In the forum thread on the Clarion DRX 9175L below, what does one reply say the deck's 8-pin plug is most likely for?

▶ [Passage shown]:
:::::
# Clarion DRX 9175L Manual or specs?



## StockA4 (Aug 26, 2011)

Hello, I'm hoping someone out there can tell me a little bit about this deck. Or do one better and point me towards a manual. Thanks for any help.


----------



## StockA4 (Aug 26, 2011)

Does anyone have any information on this? Other than the fact that it's a 6 volt dead-head.


----------



## smgreen20 (Oct 13, 2006)

Sorry, but your fact is wrong it's a 2v dead head. Built-in RDS, optional DSP/TV/CD changer controller. Pacparts.com might have a manual still. I miss mine. It was stolen back in 98. If you ever wish to sell it,lmk. I'm a clarion collector.


----------



## StockA4 (Aug 26, 2011)

smgreen20 said:


> Sorry, but your fact is wrong it's a 2v dead head. Built-in RDS, optional DSP/TV/CD changer controller. Pacparts.com might have a manual still. I miss mine. It was stolen back in 98. If you ever wish to sell it,lmk. I'm a clarion collector.


How dare you dispute my fact! I'm totally kidding. I was only going off of what one of the distributors told me. I did check Pacparts (I think that's the name) and they didn't seem to have a manual that went back that far.

Can you tell me some more of the features of this deck? Like does it have a crossover, etc. I picked this up with a CDC635, and while there is the obvious changer plug, there is another plug (8 pin) that I'm not familiar with. Maybe that's for the tv?

Thanks for the info, by the way.


----------



## Melodic Acoustic (Oct 10, 2005)

Man i loved this deck back in the day. The 8 pin plug is more then likely for the DSP controls. No built in crossover.


----------



## StockA4 (Aug 26, 2011)

Thank you AP, and thanks to SMgreen20 who gave me some info on this deck last night. I can't come up with a manual but I'm pretty satisfied with the info I have now.

If I had another car this deck woud probably go into it. But I already have two Eclipse high voltage dead heads that I'm very happy with.

Thanks again guys!


----------
:::::
▶ [Provided data]:
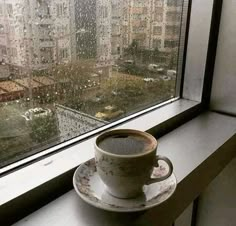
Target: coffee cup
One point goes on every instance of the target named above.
(125, 160)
:::::
▶ [Full response]: The DSP controls.